**What you will do:** Reproduce the data below verbatim, covering the stretch from the line containing "tag the blonde woman" through the end of the data.

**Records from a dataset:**
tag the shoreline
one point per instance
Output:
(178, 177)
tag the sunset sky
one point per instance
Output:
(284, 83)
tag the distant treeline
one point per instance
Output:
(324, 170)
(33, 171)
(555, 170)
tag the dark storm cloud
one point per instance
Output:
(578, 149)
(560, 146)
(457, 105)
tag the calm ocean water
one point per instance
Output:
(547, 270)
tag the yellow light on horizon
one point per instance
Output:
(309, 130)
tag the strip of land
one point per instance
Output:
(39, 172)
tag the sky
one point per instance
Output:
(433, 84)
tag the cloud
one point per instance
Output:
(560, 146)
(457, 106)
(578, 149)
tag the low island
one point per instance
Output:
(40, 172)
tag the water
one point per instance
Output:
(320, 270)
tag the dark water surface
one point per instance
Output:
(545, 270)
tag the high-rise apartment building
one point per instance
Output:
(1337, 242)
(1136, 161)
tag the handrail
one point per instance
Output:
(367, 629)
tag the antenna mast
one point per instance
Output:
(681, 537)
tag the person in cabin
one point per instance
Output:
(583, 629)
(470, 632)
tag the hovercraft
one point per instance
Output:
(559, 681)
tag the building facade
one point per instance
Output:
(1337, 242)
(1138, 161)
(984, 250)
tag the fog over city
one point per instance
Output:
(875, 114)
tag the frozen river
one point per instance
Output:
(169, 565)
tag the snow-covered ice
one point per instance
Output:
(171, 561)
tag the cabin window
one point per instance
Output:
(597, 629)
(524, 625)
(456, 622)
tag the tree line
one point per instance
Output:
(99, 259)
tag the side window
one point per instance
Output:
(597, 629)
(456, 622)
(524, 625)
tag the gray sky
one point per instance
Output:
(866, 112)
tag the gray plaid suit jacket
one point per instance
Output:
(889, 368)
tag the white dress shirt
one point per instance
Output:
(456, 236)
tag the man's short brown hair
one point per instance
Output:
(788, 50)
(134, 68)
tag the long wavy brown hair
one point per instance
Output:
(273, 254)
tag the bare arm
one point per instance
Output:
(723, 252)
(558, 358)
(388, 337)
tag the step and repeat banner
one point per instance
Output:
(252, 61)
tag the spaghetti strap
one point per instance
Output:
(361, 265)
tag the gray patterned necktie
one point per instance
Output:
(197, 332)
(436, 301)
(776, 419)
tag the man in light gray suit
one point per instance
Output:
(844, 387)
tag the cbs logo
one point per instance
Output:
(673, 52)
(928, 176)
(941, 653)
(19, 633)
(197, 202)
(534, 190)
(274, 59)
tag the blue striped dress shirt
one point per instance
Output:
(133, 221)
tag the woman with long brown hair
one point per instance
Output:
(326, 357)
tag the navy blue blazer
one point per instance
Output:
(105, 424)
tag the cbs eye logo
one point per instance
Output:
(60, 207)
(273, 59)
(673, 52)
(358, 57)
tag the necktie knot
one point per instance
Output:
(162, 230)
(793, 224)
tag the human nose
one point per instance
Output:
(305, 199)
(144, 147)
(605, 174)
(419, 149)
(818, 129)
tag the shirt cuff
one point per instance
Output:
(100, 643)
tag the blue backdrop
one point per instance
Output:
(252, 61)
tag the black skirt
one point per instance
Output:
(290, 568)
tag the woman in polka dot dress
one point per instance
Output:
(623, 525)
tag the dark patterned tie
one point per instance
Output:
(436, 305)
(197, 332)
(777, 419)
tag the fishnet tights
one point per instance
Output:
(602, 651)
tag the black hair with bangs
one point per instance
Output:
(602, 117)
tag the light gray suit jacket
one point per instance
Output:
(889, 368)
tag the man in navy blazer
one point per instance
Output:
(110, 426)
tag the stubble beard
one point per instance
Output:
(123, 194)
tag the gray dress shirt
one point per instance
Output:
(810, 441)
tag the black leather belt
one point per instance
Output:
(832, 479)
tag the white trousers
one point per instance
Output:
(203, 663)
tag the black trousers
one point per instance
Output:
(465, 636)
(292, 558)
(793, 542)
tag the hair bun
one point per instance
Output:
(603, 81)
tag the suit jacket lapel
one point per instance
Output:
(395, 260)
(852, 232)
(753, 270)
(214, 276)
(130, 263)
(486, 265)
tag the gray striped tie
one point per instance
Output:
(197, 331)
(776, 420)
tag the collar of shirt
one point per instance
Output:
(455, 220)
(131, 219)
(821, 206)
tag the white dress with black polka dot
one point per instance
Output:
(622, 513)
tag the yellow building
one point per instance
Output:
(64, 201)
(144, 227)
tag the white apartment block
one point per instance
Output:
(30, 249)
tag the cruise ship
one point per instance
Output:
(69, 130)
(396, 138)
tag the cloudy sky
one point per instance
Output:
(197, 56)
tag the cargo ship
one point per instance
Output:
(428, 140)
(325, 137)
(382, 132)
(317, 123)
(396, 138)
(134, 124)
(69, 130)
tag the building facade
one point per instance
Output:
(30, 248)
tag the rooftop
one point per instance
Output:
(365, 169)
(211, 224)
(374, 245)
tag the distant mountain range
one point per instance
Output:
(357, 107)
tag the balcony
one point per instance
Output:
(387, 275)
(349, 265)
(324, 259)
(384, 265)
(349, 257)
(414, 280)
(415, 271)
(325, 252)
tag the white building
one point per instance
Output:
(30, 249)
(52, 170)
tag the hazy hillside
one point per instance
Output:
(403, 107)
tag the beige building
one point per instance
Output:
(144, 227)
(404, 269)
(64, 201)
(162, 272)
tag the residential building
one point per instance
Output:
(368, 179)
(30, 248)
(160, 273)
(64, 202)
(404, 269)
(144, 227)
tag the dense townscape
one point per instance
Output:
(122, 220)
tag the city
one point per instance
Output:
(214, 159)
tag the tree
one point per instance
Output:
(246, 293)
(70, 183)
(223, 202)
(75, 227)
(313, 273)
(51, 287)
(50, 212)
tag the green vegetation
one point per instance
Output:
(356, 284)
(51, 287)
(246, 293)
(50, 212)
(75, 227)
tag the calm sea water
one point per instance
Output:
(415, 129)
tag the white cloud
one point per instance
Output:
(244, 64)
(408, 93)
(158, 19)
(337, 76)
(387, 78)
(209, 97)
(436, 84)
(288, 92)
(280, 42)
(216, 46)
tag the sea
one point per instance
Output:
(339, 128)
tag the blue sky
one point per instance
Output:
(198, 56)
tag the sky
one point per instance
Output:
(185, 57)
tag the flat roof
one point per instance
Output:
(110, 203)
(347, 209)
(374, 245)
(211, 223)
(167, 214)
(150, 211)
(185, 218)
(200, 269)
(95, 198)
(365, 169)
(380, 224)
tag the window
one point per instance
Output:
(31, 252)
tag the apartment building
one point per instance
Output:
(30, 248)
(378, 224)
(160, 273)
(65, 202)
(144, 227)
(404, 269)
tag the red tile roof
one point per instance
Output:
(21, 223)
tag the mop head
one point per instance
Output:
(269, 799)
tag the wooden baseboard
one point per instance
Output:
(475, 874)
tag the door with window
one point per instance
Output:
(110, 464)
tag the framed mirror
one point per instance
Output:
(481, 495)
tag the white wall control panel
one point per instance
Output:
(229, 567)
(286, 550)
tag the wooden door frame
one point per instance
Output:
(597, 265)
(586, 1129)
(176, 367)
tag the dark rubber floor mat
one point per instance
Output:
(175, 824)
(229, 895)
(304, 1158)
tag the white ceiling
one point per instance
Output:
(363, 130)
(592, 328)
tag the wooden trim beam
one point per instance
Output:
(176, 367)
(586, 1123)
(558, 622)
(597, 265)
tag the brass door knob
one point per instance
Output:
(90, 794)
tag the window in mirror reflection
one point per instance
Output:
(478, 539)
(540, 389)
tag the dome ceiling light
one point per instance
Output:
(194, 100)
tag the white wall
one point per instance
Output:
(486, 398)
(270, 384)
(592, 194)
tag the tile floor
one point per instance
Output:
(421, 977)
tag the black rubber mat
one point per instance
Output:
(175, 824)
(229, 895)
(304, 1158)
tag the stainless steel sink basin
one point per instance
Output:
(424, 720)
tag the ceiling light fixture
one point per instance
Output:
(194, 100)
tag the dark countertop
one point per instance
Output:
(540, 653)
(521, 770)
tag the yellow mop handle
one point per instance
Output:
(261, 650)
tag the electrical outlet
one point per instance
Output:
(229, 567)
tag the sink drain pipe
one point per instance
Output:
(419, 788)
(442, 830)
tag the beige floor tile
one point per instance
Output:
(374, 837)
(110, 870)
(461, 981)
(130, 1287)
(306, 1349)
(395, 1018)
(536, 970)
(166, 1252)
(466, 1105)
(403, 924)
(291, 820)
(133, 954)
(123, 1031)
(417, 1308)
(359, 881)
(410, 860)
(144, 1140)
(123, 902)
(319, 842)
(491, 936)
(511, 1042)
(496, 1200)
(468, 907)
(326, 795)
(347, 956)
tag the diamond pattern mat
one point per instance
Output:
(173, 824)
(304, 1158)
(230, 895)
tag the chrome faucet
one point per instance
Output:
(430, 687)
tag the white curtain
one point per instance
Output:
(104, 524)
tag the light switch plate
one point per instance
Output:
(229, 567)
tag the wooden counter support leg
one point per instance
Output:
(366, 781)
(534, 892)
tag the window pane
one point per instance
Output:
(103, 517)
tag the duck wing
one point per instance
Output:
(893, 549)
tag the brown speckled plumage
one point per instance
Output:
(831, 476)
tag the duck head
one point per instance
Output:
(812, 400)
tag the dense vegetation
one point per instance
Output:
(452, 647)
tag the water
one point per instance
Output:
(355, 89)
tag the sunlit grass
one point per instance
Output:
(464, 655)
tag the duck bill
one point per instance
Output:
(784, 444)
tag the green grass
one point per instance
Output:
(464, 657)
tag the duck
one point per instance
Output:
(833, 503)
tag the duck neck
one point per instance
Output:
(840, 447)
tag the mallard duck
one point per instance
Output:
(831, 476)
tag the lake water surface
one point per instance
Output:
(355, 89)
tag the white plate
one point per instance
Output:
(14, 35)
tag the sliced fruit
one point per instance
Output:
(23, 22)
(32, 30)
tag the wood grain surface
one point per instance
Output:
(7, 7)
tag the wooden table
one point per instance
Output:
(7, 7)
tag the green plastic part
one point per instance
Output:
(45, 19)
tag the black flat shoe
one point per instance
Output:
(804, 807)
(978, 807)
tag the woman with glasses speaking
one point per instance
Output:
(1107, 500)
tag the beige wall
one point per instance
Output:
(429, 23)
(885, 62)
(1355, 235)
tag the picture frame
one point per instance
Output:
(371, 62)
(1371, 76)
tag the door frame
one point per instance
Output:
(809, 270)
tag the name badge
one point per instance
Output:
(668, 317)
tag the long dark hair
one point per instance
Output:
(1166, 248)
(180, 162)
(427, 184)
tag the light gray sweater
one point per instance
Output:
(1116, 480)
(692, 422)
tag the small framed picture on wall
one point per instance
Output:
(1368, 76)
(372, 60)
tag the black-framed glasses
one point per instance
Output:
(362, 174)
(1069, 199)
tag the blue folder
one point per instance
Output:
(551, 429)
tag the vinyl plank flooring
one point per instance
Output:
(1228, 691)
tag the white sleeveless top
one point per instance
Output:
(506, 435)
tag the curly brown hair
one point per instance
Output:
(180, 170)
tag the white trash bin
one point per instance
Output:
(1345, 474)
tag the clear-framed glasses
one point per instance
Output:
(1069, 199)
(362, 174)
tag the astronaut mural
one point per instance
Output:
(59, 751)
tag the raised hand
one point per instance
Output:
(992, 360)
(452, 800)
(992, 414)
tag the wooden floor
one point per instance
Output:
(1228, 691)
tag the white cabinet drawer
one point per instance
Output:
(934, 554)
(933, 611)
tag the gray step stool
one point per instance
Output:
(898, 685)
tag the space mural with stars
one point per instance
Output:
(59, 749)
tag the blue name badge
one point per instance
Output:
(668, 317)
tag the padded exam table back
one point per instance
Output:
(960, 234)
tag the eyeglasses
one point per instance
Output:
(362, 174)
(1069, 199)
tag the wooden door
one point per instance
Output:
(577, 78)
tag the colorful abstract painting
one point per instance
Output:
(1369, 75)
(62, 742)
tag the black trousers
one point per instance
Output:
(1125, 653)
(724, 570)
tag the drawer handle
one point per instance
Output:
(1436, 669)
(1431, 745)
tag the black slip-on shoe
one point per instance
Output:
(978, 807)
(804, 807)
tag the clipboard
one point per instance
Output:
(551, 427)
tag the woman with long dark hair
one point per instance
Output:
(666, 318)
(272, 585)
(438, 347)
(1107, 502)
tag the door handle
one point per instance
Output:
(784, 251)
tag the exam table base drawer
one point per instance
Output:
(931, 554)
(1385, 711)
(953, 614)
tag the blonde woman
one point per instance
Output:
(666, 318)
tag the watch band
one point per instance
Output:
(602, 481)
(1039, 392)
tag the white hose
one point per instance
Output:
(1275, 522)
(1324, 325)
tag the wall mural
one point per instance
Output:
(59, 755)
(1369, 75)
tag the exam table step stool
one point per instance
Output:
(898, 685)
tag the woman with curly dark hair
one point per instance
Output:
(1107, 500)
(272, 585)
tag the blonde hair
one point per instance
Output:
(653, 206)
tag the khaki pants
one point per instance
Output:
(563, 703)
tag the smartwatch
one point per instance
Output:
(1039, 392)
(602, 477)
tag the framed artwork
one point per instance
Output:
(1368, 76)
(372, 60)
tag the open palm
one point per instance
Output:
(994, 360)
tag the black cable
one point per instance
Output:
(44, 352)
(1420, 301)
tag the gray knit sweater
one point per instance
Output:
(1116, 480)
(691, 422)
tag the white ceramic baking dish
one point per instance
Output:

**Exercise answer:**
tag the blonde woman
one point per instance
Output:
(666, 318)
tag the watch band
one point per instance
Output:
(602, 481)
(1039, 392)
tag the white hose
one point per instance
Output:
(1275, 522)
(1324, 325)
tag the wall mural
one point per instance
Output:
(59, 755)
(1369, 75)
tag the exam table step stool
one point per instance
Output:
(898, 685)
tag the woman with curly dark hair
one point per instance
Output:
(1107, 500)
(272, 585)
tag the blonde hair
one point per instance
Output:
(653, 206)
tag the khaki pants
one point per instance
Output:
(563, 703)
tag the smartwatch
one point per instance
Output:
(1039, 392)
(602, 477)
tag the framed artwork
one point per instance
Output:
(1368, 76)
(372, 60)
tag the open palm
one point per instance
Output:
(994, 360)
tag the black cable
one point per instance
Output:
(44, 352)
(1420, 301)
tag the gray knit sweater
one point per instance
Output:
(1116, 480)
(691, 422)
tag the white ceramic baking dish
one point per instance
Output:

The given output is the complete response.